_Passage_
↓↓↓

Global Tel*Link and Securus challenges to the FCC's inmate calling service order were consolidated in a one-sentence order issued Thursday by the U.S. Court of Appeals for the D.C. Circuit on its own motion (Global Tel*Link v. FCC, No. 15-1461, and Securus Technologies v. FCC, No. 15-1498). The companies have asked the FCC to stay the order pending judicial review.
AT&T compared FCC partial relief for telcos to a kid shoveling only half a sidewalk after a snowstorm. In a blog post Wednesday, Vice President-Federal Regulatory Hank Hultquist noted the FCC in December partially denied a USTelecom petition that the agency forbear from applying various regulations, including a request that price-cap ILECs be relieved of universal service obligations where they no longer receive USF support (see 1512170052). “In explaining this denial, the FCC sounds an awful lot like a kid explaining why he shoveled only part of the sidewalk,” he said. “Of course, the FCC knows that it has not provided sufficient universal service support for these high-cost and extremely high-cost areas. But it hopes to escape its responsibility by invoking the farcical claim that price cap ILECs continue to be 'eligible' for other universal service support (e.g., Lifeline) in these areas.” Hultquist termed “ridiculous” FCC arguments that USTelecom didn't make the case for USF relief and that AT&T data was lacking because the agency didn’t adopt a related cost model. "If the FCC doesn’t want to fund universal service obligations in these areas, it should just get rid of them, as USTelecom asked it to do,” he said. “Unfortunately, the FCC appears determined to try to maintain the obligations without taking responsibility for them. I think it’s time for someone -- like an appellate court or Congress -- to tell them to pick up the shovel and do the job right.” AT&T has challenged the order and a related previous order in court (see 1601110036). The FCC had no comment Wednesday. Chairman Tom Wheeler had proposed some extra USF voice support for carriers, but Commissioner Ajit Pai said it was inadequate and an agency majority didn't vote for it.
The FCC teed up a Global Tel*Link waiver petition seeking an extra 90 days to implement a "no minimum balance requirement" for prisons so it corresponds with the implementation deadline for jails -- duties that were imposed in the agency's inmate calling service order (see 1510220059). The current ICS provider deadline for implementing the requirement for prisons is March 17. "If the waiver were granted, GTL would have until June 20, 2016, to comply with rule 64.6100(a) for both prisons and jails," the Wireline Bureau said in a public notice Wednesday in docket 12-375. Initial comments on the petition are due Jan. 25, replies Feb. 1. The rule says "no provider shall institute a minimum balance requirement for a Consumer to use Debit or Prepaid calling."

↑↑↑

_Given data_
↓↓↓

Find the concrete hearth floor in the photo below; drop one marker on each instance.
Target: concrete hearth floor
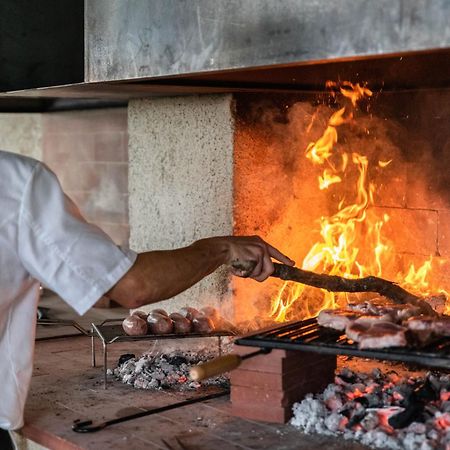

↑↑↑

_Given task 1_
Answer these questions using the FCC news roundup. Label each answer with its matching letter.
(a) Which court consolidated the Global Tel*Link and Securus challenges?
(b) What did AT&T compare the FCC's partial relief for telcos to?
(c) When are initial comments on the Global Tel*Link waiver petition due?
_Given task 2_
Write a continuation of the FCC news roundup, starting right after its final sentence.

_Task answer 1_
(a) The U.S. Court of Appeals for the D.C. Circuit
(b) A kid shoveling only half a sidewalk after a snowstorm
(c) Jan. 25

_Task answer 2_
NTCA said many rural carriers can't estimate their company-specific impact of the FCC’s “potential bifurcated approach” to updating rate-of-return USF mechanisms for broadband coverage. Reform details remain unsettled, the RLEC group said, and “average schedule” carriers have access only to “industrywide aggregate ‘price-outs’ that” are unlikely to reflect their particular results, and to their own spreadsheets consisting of “hundreds, if not thousands, of inputs,” which also remain works in progress. “We encouraged the Commission to remain open to simpler, more straightforward ways of achieving the same goals of reform via 'modules' (e.g., new limits or policy changes) that could be applied to any distributional mechanism rather than creating substantial new complexity by remaking the underlying distribution calculations,” NTCA said in a filing on an FCC meeting it had that was posted Monday in docket 10-90. It backed “sensible transitions” to how the costs of prior investments would be treated -- such as operating expense limits -- under an overhaul, including the proposed bifurcated approach, which would generally treat old investments under old rules and new investments under new rules. It's unclear how new limits or caps on prior investments, most of all sunk costs, would be consistent with the bifurcated approach, the group said, but if they're instituted, carriers would need time to adjust.
The FCC Wireline Bureau approved Hawaiian Telcom's compliance plan, said a public notice posted Tuesday in docket 12-61. Hawaiian Telcom's plan appropriately addressed the conditions that are required for the requested forbearance, the bureau said. The telco has been granted forbearance from cost assignment rules, effective immediately. The one exception is the condition involving the affiliate transaction rule, the PN said.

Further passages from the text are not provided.